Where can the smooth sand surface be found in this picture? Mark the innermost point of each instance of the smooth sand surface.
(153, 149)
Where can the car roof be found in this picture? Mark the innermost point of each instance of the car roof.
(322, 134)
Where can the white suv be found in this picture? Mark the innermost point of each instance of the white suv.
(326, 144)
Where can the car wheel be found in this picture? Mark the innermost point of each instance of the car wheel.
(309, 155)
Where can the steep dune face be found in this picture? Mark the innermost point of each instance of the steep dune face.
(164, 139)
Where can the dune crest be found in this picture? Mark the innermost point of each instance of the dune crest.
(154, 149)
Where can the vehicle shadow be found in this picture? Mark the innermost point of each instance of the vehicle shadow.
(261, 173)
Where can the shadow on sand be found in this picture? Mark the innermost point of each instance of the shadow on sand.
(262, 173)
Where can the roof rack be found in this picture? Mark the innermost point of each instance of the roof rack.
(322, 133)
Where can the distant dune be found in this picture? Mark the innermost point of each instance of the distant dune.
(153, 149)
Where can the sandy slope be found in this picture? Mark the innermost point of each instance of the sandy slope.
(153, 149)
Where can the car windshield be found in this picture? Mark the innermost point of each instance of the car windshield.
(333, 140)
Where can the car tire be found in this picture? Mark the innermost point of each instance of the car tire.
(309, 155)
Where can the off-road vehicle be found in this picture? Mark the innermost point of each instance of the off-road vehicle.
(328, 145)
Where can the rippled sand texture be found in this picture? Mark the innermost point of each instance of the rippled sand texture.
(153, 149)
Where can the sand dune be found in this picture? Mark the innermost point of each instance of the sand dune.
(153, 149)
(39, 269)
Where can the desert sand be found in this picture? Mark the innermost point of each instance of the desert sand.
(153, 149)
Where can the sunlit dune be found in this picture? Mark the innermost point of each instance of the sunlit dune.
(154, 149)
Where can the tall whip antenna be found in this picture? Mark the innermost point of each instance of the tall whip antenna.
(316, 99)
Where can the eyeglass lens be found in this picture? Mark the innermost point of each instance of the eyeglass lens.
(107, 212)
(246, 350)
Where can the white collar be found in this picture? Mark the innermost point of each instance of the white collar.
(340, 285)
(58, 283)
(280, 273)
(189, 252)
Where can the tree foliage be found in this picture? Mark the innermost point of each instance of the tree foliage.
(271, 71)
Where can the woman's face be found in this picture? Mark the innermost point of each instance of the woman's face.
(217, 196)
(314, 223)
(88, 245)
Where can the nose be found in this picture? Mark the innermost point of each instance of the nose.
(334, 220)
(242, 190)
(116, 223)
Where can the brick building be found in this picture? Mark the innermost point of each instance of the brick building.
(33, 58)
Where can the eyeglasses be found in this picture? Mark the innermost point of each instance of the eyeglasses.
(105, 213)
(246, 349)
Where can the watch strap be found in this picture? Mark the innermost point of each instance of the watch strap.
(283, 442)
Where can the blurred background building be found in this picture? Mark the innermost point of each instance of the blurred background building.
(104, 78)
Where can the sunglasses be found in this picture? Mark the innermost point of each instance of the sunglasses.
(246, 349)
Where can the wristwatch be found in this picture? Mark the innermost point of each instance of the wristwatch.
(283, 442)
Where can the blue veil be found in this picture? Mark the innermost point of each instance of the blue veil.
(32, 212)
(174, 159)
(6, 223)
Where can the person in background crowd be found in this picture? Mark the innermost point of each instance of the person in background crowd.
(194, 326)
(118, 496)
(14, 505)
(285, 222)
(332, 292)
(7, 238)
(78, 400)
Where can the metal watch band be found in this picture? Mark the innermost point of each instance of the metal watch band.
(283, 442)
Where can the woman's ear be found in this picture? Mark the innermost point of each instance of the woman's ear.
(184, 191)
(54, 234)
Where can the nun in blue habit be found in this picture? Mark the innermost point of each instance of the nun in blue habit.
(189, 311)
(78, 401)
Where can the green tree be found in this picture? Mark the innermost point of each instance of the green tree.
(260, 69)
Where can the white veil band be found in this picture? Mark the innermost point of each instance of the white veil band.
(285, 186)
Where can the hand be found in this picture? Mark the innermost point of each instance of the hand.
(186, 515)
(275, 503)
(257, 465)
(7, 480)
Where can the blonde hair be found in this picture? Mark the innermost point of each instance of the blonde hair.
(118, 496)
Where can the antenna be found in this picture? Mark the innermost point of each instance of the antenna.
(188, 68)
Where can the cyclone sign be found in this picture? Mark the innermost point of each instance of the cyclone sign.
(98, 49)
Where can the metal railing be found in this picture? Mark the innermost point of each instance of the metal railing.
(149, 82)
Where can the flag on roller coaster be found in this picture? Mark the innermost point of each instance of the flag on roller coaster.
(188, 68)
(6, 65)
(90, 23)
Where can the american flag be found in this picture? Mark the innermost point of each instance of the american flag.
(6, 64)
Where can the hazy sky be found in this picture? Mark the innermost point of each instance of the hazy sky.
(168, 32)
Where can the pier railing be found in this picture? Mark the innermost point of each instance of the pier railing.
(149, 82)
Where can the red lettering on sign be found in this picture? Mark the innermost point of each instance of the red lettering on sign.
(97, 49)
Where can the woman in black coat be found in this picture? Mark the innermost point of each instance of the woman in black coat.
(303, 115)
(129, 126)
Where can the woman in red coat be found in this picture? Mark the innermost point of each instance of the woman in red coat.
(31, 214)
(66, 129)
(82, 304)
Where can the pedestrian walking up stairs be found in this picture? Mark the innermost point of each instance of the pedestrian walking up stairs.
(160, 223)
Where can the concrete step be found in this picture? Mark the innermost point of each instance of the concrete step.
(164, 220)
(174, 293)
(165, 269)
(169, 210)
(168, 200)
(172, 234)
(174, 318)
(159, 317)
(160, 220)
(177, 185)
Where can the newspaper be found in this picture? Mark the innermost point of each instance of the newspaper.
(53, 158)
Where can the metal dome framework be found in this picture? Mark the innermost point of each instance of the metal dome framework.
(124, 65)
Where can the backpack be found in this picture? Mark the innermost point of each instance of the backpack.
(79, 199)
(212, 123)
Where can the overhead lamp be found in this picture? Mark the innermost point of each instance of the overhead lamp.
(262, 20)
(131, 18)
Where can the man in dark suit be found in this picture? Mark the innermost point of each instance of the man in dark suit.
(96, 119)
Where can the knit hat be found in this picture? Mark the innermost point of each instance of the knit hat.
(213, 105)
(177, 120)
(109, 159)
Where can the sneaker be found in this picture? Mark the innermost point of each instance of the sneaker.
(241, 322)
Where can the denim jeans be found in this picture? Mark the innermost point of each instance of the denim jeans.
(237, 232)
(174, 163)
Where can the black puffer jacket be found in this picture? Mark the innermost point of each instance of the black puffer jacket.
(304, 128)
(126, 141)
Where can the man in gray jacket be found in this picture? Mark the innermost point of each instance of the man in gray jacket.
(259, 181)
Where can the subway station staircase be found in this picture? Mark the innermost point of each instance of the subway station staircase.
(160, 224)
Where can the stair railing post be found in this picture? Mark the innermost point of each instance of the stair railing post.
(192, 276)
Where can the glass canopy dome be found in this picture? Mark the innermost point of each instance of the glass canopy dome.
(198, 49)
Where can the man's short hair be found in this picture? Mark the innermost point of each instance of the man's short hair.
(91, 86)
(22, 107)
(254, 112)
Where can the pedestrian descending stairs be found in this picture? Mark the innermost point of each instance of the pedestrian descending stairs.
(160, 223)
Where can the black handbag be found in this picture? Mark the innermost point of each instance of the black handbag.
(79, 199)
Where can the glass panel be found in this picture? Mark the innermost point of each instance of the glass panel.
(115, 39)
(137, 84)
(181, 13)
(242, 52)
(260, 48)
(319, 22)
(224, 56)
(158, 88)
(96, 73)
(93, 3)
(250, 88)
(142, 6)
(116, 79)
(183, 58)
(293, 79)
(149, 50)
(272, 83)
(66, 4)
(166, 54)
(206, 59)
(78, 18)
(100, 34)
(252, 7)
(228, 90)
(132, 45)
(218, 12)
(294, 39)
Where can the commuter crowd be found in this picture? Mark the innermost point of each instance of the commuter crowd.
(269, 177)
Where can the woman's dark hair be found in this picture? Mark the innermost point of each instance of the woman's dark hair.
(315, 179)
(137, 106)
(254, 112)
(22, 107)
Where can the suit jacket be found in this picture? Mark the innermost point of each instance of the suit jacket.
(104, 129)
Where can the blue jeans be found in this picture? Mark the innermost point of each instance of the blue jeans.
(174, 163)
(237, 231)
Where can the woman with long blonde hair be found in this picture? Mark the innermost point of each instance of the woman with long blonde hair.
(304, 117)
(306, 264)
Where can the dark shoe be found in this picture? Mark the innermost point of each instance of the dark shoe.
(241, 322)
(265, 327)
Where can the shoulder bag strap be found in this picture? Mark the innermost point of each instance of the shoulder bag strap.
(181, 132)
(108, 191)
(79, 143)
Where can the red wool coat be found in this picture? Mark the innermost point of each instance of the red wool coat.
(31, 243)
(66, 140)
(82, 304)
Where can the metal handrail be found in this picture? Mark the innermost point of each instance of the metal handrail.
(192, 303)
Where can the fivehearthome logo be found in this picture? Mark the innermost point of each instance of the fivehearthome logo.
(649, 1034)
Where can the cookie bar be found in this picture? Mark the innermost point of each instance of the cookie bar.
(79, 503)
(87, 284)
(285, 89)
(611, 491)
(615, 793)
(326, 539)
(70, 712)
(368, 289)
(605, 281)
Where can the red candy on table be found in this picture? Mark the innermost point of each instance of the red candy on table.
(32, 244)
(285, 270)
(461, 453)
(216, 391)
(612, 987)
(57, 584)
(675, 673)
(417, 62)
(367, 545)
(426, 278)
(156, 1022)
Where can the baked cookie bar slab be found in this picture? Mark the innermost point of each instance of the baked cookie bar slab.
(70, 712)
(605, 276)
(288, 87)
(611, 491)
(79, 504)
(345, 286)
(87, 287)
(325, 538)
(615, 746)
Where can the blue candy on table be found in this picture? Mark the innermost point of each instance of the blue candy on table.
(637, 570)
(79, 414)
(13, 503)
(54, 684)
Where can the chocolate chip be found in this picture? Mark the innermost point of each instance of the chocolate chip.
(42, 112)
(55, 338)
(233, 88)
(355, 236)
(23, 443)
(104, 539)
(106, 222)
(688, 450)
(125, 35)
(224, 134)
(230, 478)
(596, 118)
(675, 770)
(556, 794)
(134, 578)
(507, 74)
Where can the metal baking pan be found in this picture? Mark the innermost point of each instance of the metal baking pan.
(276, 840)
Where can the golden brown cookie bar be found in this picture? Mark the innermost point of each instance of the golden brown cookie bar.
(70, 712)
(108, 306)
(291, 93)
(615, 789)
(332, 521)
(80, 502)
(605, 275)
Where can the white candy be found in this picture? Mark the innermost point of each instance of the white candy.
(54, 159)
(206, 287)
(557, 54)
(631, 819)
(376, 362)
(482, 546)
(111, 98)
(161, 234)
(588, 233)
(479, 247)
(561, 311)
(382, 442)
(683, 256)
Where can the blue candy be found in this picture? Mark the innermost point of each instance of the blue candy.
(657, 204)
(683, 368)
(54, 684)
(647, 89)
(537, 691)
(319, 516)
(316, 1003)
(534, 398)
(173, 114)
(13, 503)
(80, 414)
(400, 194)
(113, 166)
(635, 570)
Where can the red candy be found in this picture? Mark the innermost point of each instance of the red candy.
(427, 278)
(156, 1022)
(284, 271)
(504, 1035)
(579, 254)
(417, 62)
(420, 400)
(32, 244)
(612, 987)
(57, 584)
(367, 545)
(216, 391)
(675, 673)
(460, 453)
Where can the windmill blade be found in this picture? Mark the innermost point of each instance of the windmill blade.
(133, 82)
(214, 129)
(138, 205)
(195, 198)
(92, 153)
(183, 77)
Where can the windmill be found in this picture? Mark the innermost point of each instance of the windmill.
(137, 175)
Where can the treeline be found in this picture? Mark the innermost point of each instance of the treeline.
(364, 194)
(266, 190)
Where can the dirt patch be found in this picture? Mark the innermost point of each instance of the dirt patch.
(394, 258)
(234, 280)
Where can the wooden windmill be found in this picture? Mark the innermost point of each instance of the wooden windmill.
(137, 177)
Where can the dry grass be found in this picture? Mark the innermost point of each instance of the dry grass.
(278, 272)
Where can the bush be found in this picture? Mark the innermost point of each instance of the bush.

WHAT IS BEING ASKED
An exact retyping of the lines from the one with "Where can the blue candy be" to the end of the material above, with both ends included and nothing added, is the required answer.

WORKED SOLUTION
Where can the blue candy be found in this picture? Mark the innermost point of each instance of the blue candy.
(657, 204)
(683, 368)
(54, 684)
(647, 89)
(537, 691)
(319, 516)
(316, 1003)
(534, 398)
(173, 114)
(13, 503)
(80, 414)
(400, 194)
(113, 166)
(635, 570)
Where can the red candy be found in this picture? Mark the innermost point of each instance of the red candy.
(427, 278)
(156, 1022)
(284, 271)
(504, 1035)
(579, 254)
(417, 62)
(420, 400)
(32, 244)
(612, 987)
(57, 584)
(367, 545)
(216, 391)
(675, 673)
(460, 453)
Where can the windmill blade be found in this picture? Mark the innermost point of each instance of the windmill blade.
(133, 82)
(214, 129)
(138, 205)
(195, 198)
(92, 153)
(183, 77)
Where can the windmill be found in this picture? Mark the innermost point of each instance of the windmill.
(137, 175)
Where can the treeline be found in this picture? Mark the innermost point of each instance of the treeline.
(364, 194)
(266, 190)
Where can the dirt patch be found in this picture? Mark the innermost point of each instance of the dirt patch.
(394, 258)
(234, 280)
Where can the wooden windmill be found in this picture? Mark the innermost point of each instance of the wooden windmill.
(137, 177)
Where can the dry grass be found in this picture? Mark the innermost point of each instance of the dry grass.
(278, 272)
Where can the bush be found in this picture? Mark the innermost point of each instance of the bush.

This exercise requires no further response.